## Begin Information supplied
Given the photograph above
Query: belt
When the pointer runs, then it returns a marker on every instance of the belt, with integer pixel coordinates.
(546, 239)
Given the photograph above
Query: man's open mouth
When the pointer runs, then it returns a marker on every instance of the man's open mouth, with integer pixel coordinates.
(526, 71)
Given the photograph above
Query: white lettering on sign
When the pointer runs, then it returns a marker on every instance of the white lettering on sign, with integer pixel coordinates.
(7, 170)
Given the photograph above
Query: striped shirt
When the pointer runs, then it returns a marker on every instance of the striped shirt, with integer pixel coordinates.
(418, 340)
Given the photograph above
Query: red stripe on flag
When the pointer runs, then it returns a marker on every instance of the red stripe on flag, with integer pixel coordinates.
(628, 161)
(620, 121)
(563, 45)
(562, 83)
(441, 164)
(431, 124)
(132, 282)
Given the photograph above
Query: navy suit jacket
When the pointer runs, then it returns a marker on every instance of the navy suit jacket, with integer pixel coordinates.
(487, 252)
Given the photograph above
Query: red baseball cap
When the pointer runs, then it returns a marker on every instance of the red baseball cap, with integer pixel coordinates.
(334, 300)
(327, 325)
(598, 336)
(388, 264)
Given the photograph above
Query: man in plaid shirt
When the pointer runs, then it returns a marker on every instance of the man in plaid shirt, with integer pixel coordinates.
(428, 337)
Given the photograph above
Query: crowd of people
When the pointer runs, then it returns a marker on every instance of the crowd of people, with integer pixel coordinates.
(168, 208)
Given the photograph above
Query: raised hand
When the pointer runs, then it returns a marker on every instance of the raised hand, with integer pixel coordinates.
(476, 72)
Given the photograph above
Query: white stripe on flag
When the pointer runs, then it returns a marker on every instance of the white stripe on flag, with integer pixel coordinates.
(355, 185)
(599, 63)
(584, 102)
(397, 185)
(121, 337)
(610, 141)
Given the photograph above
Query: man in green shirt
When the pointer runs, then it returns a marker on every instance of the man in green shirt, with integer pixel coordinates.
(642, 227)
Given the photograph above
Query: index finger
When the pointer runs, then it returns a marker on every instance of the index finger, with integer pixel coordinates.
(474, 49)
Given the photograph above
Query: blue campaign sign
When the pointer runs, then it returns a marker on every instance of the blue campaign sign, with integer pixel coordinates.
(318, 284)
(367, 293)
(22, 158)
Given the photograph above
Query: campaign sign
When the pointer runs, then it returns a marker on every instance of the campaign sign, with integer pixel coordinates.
## End Information supplied
* What the task asks
Please set down each line of the records exactly as given.

* Correct answer
Given the photograph above
Query: belt
When the pointer runs, then it returns a marker on every instance of the belt, with integer pixel coordinates.
(546, 239)
Given the photograph above
Query: man's open mouth
When the pointer runs, then it returns a marker on every instance of the man's open mouth, with integer pixel coordinates.
(526, 71)
Given the photograph above
Query: white lettering on sign
When the pointer runs, then it returns a marker on every instance of the white lettering on sign, with integer pixel coordinates.
(7, 170)
Given the photograph above
Query: striped shirt
When the pointer runs, then it returns a marker on every instance of the striped shirt, with integer pixel coordinates.
(418, 340)
Given the photograph above
Query: red stripe on flag
When the pointer runs, then it returns a marker on every instance of the red stripe on flag, with integer pixel coordinates.
(628, 161)
(620, 121)
(563, 45)
(562, 83)
(441, 164)
(431, 124)
(132, 282)
Given the photograph above
Query: navy suit jacket
When the pointer runs, then it returns a marker on every instance of the navy suit jacket, with integer pixel coordinates.
(487, 252)
Given the photograph above
Query: red baseball cap
When the pointer runs, then it returns a marker on every instance of the red baseball cap, with integer pixel coordinates.
(334, 300)
(327, 325)
(598, 336)
(388, 264)
Given the photograph above
Query: man in plaid shirt
When the pointer runs, then it returns a marker on every instance of the man in plaid shirt, with integer pixel coordinates.
(428, 337)
Given the photograph above
Query: crowd of people
When the pointer runs, then it returns a marker on every instance of the crowd of people, with integer pixel coordinates.
(168, 208)
Given the photograph above
Query: raised hand
When the pointer runs, then it returns a marker on every instance of the raised hand, with integer pixel coordinates.
(476, 72)
Given the photograph above
Query: white stripe on flag
When the pointer runs, then it returns a marker on every instance of the white stripe on flag, with integer pixel coordinates.
(355, 185)
(599, 63)
(584, 102)
(397, 185)
(121, 337)
(610, 141)
Given the photograph above
Query: man in green shirt
When the pointer runs, then it returns a marker on every instance of the man in green shirt, with integer pixel coordinates.
(642, 227)
Given the photograph above
Query: index finger
When the pointer runs, then it returns a marker on every instance of the index finger, with integer pixel coordinates.
(474, 49)
Given the photograph above
Query: blue campaign sign
When the pointer runs, then it returns a marker on every instance of the blue campaign sign, with integer pixel coordinates.
(318, 284)
(367, 293)
(22, 158)
Given the photograph above
Query: campaign sign
When the pointer runs, then it returns a marker on every instance of the campaign sign, with integer pixel coordinates.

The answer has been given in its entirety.